» What you need to do:
Below is a set of records. Repeat all of them exactly.

» Provided records:
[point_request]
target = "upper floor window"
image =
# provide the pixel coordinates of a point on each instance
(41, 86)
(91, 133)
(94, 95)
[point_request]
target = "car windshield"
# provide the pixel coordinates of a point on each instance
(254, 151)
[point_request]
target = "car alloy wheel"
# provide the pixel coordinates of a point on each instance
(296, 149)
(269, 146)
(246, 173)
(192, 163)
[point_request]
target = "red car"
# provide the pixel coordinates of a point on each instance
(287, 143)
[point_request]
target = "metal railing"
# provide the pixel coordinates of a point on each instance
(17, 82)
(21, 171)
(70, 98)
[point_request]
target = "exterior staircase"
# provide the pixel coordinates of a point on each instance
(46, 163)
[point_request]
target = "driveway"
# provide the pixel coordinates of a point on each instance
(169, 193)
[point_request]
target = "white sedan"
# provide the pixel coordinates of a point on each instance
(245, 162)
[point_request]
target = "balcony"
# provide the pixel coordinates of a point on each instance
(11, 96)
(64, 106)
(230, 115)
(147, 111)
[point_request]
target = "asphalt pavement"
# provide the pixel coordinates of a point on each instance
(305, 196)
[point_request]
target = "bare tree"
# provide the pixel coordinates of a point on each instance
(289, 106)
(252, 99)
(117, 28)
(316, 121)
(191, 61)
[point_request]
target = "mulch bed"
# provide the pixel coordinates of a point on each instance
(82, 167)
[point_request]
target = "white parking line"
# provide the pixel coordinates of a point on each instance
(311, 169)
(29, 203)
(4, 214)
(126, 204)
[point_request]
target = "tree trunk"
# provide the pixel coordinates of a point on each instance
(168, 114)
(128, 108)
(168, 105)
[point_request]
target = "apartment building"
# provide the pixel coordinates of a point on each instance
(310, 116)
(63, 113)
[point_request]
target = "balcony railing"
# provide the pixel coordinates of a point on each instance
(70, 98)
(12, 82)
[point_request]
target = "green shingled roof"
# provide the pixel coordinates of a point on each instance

» The answer:
[point_request]
target = "upper floor window"
image =
# provide the pixel coordinates of a point on each instance
(41, 86)
(91, 133)
(94, 95)
[point_request]
target = "car windshield"
# provide the pixel coordinates of a point on each instance
(254, 151)
[point_request]
target = "car alloy wheel"
# provide the pixel coordinates of a point on each instance
(296, 149)
(269, 146)
(246, 173)
(192, 163)
[point_request]
target = "red car"
# provide the pixel coordinates of a point on each instance
(287, 143)
[point_request]
target = "metal railing"
# provide the pixel coordinates of a point on each instance
(17, 82)
(21, 171)
(70, 98)
[point_request]
target = "exterior staircase"
# provide the pixel coordinates of a point on each instance
(46, 163)
[point_request]
target = "driveway"
# provide the pixel coordinates of a point on each instance
(169, 193)
[point_request]
target = "white sedan"
# provide the pixel coordinates of a point on each instance
(245, 162)
[point_request]
target = "balcony"
# provide the pixel coordinates of a point on each instance
(11, 96)
(64, 106)
(230, 115)
(147, 111)
[point_request]
target = "asphalt pavement"
# provide the pixel coordinates of a point on each instance
(305, 196)
[point_request]
target = "bare tree"
# provide the pixel coordinates of a point on each instance
(289, 106)
(252, 99)
(117, 28)
(316, 121)
(191, 61)
[point_request]
target = "mulch bed"
# provide the pixel coordinates of a point on each instance
(82, 167)
[point_request]
target = "white parking line"
# provide the pixel coordinates of a point on each instance
(311, 169)
(29, 203)
(4, 214)
(126, 204)
[point_request]
target = "tree trunk"
# provide the pixel coordinates of a point on each instance
(168, 114)
(128, 108)
(168, 105)
[point_request]
target = "apartment building"
# provide the pixel coordinates of a point on each instance
(310, 116)
(63, 113)
[point_request]
target = "balcony railing"
# provide the pixel coordinates of a point on each instance
(70, 98)
(12, 82)
[point_request]
target = "green shingled roof"
# provide the pixel coordinates of a point on each instance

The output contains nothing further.